** Start of Excerpted records **

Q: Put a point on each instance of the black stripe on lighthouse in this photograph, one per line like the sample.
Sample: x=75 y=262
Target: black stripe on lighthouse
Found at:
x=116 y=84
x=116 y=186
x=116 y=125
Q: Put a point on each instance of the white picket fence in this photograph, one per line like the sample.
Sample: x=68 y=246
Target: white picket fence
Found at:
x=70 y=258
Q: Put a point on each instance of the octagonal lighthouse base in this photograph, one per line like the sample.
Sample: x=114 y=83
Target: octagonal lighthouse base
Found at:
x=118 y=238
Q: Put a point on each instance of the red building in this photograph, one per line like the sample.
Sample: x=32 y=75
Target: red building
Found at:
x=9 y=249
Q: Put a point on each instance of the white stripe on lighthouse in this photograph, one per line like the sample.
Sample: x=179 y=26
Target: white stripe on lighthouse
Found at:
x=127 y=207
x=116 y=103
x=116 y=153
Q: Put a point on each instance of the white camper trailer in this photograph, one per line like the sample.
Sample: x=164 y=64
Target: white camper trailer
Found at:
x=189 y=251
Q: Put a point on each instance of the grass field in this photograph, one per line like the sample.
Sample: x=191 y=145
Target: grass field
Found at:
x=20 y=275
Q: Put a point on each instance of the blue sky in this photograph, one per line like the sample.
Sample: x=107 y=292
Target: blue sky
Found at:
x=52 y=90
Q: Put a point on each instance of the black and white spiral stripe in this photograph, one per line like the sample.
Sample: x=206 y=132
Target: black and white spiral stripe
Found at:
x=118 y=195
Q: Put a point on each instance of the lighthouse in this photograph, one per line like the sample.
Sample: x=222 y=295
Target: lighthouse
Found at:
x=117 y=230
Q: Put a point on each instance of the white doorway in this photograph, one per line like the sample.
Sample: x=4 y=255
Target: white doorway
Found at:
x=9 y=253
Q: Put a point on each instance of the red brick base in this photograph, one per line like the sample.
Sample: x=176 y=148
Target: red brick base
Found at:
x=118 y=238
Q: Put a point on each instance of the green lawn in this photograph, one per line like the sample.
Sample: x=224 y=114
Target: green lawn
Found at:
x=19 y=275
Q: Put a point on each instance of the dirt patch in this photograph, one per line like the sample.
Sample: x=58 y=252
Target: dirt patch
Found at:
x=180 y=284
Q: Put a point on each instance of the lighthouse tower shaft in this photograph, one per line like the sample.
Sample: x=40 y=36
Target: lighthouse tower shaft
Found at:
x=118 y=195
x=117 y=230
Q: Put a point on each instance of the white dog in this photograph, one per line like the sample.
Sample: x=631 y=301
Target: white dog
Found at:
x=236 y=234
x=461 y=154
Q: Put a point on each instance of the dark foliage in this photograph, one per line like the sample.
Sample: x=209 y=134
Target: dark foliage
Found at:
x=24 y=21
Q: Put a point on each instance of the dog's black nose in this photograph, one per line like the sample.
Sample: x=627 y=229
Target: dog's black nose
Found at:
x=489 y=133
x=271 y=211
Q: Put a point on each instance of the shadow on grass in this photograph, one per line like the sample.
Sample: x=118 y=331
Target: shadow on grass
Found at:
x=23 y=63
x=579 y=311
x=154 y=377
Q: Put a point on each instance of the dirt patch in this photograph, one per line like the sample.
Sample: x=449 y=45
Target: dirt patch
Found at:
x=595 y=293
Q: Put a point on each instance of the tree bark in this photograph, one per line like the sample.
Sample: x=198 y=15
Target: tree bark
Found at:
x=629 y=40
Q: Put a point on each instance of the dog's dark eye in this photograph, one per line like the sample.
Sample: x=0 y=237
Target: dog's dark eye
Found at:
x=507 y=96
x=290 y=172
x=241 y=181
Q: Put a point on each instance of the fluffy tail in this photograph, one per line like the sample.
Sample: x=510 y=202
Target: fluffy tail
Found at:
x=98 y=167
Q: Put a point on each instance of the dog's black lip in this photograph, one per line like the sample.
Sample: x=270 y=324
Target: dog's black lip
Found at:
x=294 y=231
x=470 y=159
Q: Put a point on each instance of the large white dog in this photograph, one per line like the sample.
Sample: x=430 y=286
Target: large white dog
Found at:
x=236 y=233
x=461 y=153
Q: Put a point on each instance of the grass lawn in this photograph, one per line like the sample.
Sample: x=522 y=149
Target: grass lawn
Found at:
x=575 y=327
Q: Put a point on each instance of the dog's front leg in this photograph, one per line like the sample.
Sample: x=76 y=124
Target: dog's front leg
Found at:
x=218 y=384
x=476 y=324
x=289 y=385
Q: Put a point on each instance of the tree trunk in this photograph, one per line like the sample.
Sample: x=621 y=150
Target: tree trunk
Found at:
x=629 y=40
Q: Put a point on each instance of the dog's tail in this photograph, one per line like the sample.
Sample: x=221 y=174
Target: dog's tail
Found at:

** End of Excerpted records **

Exercise
Format the entries from the line containing "Q: Put a point on each instance of the dog's tail" through the last line as a JSON list of strings, one string per line, leaving out any blank lines.

Solution
[
  "Q: Put a point on each instance of the dog's tail in this photograph, one per line like the sample.",
  "Sample: x=221 y=174",
  "Target: dog's tail",
  "Found at:"
]